Exercise requirements
Omit every picture, then give all the entries again exactly.

Data shown
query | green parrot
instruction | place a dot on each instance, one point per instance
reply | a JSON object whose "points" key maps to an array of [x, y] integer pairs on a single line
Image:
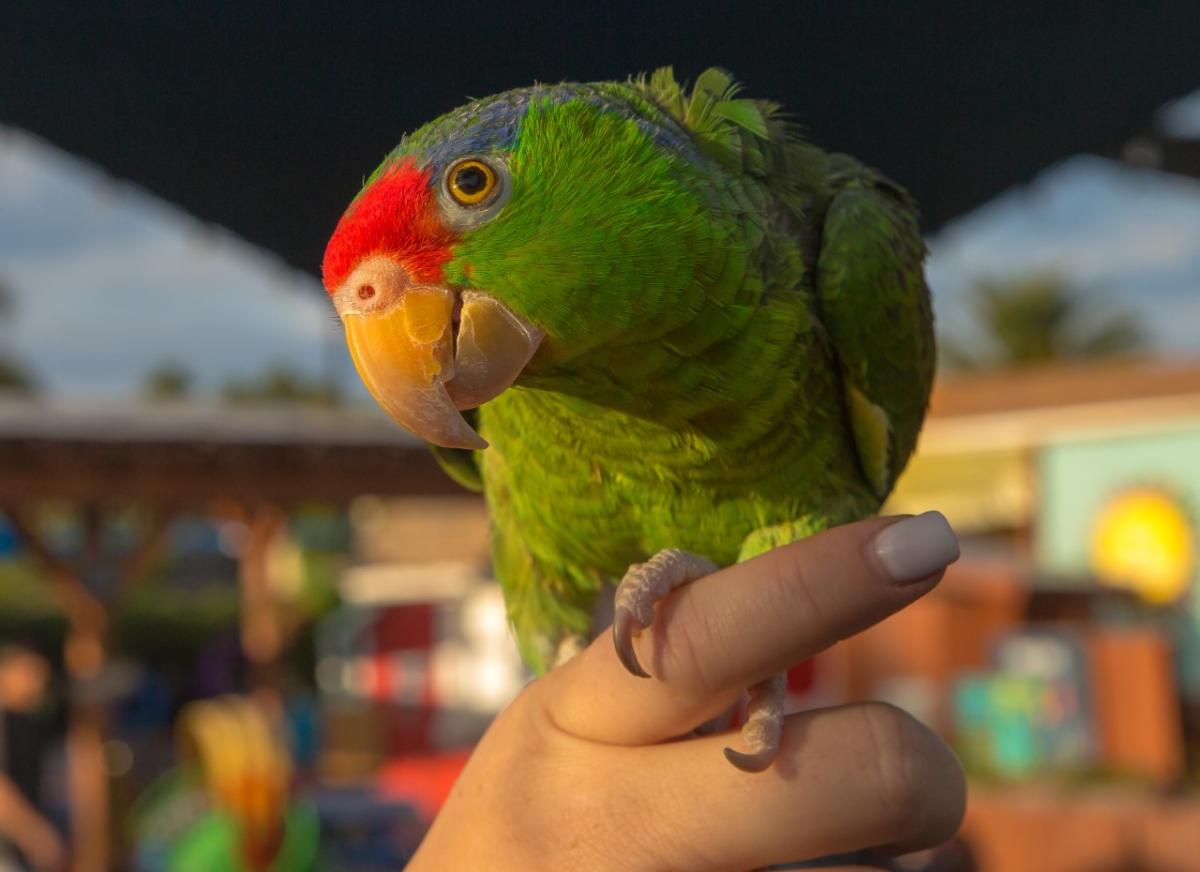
{"points": [[658, 329]]}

Expected answer
query | green parrot
instruction | place a dot on each instance, one point per instance
reply | a JSON object whose "points" key maps to an array of [x, y] integer pairs on a single line
Image:
{"points": [[658, 329]]}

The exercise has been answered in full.